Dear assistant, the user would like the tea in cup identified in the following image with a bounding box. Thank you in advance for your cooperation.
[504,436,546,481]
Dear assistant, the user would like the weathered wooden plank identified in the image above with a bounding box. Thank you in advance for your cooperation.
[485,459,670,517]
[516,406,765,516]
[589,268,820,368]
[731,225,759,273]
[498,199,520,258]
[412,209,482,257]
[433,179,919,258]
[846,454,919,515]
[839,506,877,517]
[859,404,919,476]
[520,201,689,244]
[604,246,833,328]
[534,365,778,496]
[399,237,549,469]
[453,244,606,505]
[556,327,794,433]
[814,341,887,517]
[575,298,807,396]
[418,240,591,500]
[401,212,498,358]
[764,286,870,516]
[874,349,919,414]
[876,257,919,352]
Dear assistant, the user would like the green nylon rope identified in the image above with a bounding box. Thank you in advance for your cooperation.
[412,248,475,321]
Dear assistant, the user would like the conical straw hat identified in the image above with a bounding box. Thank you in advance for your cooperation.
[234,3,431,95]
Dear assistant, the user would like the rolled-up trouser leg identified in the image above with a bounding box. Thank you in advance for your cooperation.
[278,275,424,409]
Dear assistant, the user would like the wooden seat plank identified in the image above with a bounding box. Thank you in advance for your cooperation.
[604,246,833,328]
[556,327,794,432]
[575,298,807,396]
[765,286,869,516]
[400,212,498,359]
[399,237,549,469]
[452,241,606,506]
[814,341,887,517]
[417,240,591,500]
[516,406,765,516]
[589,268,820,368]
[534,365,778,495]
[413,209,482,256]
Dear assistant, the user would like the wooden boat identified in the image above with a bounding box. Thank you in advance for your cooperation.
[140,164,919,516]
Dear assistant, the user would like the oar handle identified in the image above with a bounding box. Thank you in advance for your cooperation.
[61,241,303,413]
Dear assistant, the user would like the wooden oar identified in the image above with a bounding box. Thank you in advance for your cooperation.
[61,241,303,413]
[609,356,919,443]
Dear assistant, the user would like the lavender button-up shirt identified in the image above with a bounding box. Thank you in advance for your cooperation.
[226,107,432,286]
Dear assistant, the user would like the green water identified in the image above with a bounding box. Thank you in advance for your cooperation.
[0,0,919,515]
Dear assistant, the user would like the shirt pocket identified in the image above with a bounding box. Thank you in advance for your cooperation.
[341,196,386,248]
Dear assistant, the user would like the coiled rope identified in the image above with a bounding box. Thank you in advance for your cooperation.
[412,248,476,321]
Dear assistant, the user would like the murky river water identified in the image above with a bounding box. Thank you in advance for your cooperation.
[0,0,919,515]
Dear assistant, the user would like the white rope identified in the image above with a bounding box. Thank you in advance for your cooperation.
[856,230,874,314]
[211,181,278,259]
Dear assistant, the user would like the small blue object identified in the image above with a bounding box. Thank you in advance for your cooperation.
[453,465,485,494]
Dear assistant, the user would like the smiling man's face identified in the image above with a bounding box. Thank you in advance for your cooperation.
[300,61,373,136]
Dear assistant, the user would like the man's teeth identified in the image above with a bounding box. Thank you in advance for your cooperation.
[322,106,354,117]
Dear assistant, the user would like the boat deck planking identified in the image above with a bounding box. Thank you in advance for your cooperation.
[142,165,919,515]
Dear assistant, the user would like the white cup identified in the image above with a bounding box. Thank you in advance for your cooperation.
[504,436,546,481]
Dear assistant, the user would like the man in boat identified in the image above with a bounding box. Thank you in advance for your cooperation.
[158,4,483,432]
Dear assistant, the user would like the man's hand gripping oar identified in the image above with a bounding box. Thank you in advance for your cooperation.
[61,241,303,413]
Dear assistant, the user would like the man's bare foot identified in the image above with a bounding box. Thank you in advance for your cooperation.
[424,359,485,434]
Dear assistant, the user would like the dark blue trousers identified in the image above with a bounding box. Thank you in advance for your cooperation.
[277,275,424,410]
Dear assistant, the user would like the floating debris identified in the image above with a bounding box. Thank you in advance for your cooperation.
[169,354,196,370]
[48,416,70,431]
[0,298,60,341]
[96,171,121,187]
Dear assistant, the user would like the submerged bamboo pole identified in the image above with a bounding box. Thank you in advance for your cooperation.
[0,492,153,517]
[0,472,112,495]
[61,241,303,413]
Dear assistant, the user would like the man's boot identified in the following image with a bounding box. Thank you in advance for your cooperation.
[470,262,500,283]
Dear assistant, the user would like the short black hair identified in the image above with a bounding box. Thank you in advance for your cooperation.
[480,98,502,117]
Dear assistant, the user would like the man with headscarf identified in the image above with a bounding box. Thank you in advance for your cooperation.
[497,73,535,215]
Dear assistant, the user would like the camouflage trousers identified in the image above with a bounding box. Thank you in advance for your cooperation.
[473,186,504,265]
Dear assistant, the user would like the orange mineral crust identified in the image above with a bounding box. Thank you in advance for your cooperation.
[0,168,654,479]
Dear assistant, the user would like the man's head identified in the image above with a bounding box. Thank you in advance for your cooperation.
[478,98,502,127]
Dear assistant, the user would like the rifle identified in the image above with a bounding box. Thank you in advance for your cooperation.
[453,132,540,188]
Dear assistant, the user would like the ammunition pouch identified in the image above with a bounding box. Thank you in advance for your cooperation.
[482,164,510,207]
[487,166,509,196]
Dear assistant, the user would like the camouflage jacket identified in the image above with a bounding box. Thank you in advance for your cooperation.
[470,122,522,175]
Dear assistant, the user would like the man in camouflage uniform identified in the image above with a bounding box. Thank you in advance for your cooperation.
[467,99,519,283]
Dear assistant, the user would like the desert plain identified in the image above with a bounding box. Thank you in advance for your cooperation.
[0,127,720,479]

* **Stated exercise**:
Repeat the material above in full, keeping every word.

* **Response**:
Dear assistant, the user would like the tea in cup identified in the following image with a bounding box. Thank you in advance for your cooperation.
[504,436,546,481]
Dear assistant, the user would like the weathered wooden plank identified in the image above with a bounding box. Thank you in advance for your cooperation.
[485,459,670,517]
[516,406,765,516]
[589,268,820,368]
[731,225,759,273]
[498,199,520,258]
[412,209,482,257]
[433,179,919,258]
[846,454,919,515]
[839,506,877,517]
[859,404,919,476]
[520,201,689,244]
[604,246,833,328]
[534,365,778,496]
[399,237,549,469]
[453,244,606,505]
[556,327,794,433]
[814,341,887,517]
[575,298,807,396]
[418,240,591,500]
[401,212,498,358]
[764,286,870,516]
[874,349,919,414]
[876,257,919,352]
Dear assistant, the user would like the green nylon rope identified in the image above with a bounding box. Thank you in advance for your cooperation.
[412,248,475,321]
Dear assistant, the user would like the conical straw hat identified in the image above with a bounding box. Thank you in advance for your cooperation.
[234,3,431,95]
Dear assistant, the user would like the rolled-up trouser leg identified in the image above with a bounding box. Thank you in advance for your cooperation.
[278,275,424,409]
Dear assistant, the user would like the wooden seat plank identified in the image above with a bounding box. Thank you in advance for your cooperation.
[604,246,833,328]
[556,327,794,432]
[575,298,807,396]
[765,286,869,516]
[400,212,498,359]
[399,237,549,469]
[452,241,606,506]
[814,341,887,517]
[417,240,591,500]
[516,406,765,516]
[589,268,820,368]
[534,365,778,495]
[413,209,482,256]
Dear assistant, the user would like the wooden boat identified in the image above with a bounding box. Thank you in advance for your cooperation.
[140,164,919,516]
Dear assistant, the user would like the oar handle identified in the image above with a bounding box. Thank you in advance for your cooperation.
[61,241,303,413]
Dear assistant, the user would like the wooden oar identified in the image above with a bounding box. Thank you in advance for your cooperation.
[61,241,303,413]
[609,356,919,443]
Dear assistant, the user would like the lavender button-up shirt identified in the image above with a bounding box. Thank you in advance for your cooperation.
[226,107,432,286]
Dear assistant, the user would like the green water identified in the image above with a bounding box. Thank you in advance for your cooperation.
[0,0,919,515]
Dear assistant, the user would like the shirt pocket identified in the image above with a bounding box. Thank you in advance for your cooperation.
[341,196,386,248]
Dear assistant, the user would like the coiled rope identified in the image above with a bounding box. Thank you in advance for your cooperation.
[412,248,476,321]
Dear assistant, the user would like the murky river water identified in the image above with a bounding box. Thank you in advance for your cooperation.
[0,0,919,515]
Dear assistant, the user would like the white rope identified in the image above with a bounding box. Thank you in advance for your cooperation.
[856,230,874,314]
[211,181,278,259]
Dear assistant, the user would like the small blue object identified in the image above with a bounding box. Thank you in advance for your cooperation.
[453,465,485,494]
Dear assistant, the user would like the smiling man's face identified in the image above with a bounding box. Thank you in advance for your cooperation.
[300,61,373,136]
Dear assistant, the user would like the man's teeth identified in the image above with a bounding box. Thank you in advance for your cooperation.
[322,106,354,117]
Dear assistant, the user would like the boat deck planking identified in the image above with a bounding box. Thank you in advance for your cooperation.
[142,165,919,515]
Dear assistant, the user would like the white cup identified in the image above with a bounding box. Thank you in advance for your cooperation.
[504,436,546,481]
Dear assistant, the user would like the man in boat identified in the image above with a bounding box. Thank you in advance for your cooperation.
[158,4,483,432]
Dear assistant, the user would like the man's hand gripping oar identified in the image above with a bounding box. Thank you in advance for your cooperation.
[61,241,303,413]
Dear assistant, the user would like the man's bare foot identified in the image above with a bounding box. Thank you in advance for your cooperation.
[424,359,485,434]
Dear assistant, the user would like the dark blue trousers identified in the image above with a bounding box. Thank you in advance for your cooperation.
[277,275,424,410]
Dear assistant, the user would like the floating debris identified in the image above with a bounding box. Thank you in advance for your cooperation.
[169,354,196,370]
[48,416,70,431]
[0,298,60,341]
[96,171,121,187]
Dear assistant, the user would like the submerged bamboo pole identified in the image above with a bounding box. Thank you in advance for your cooperation.
[0,492,153,517]
[0,472,112,495]
[61,241,303,413]
Dear assistant, the user would like the man's boot identified in the following image with a bounding box. Thank you in advance for your cooperation.
[470,262,500,283]
Dear assistant, the user would like the short black hair identified in the image above with a bounding box. Thank you in advance for your cooperation.
[480,98,502,117]
Dear assistant, the user would like the man with headscarf identified in the image above with a bounding box. Thank you in advance for your cooperation.
[497,73,535,215]
Dear assistant, the user would like the camouflage trousers identified in the image above with a bounding box. Thank you in advance for your cooperation.
[473,186,504,265]
Dear assistant, the user would like the orange mineral crust identified in the image above with a bounding box. Thank you in advance for your cooperation.
[0,168,654,479]
Dear assistant, the user would like the man's head identified in the image above with a bounding box. Thank you in advance for your cooperation.
[478,98,502,127]
Dear assistant, the user would like the rifle identified in the image above with a bounding box. Thank you in advance for your cooperation.
[453,132,540,188]
Dear assistant, the user would like the ammunition pouch identified in the image above with a bounding box. Thank you in advance for your cooperation.
[482,164,510,207]
[487,166,509,196]
Dear assistant, the user would like the camouflage jacket identified in the image above with a bounding box. Thank you in advance for your cooperation.
[470,122,522,175]
Dear assistant, the user would like the man in camouflage uniform identified in the image above with a bounding box. Thank you in advance for your cooperation.
[467,99,519,283]
Dear assistant, the user would like the desert plain identified in the image above with a bounding box. Thank you in advance for your cooperation.
[0,127,720,479]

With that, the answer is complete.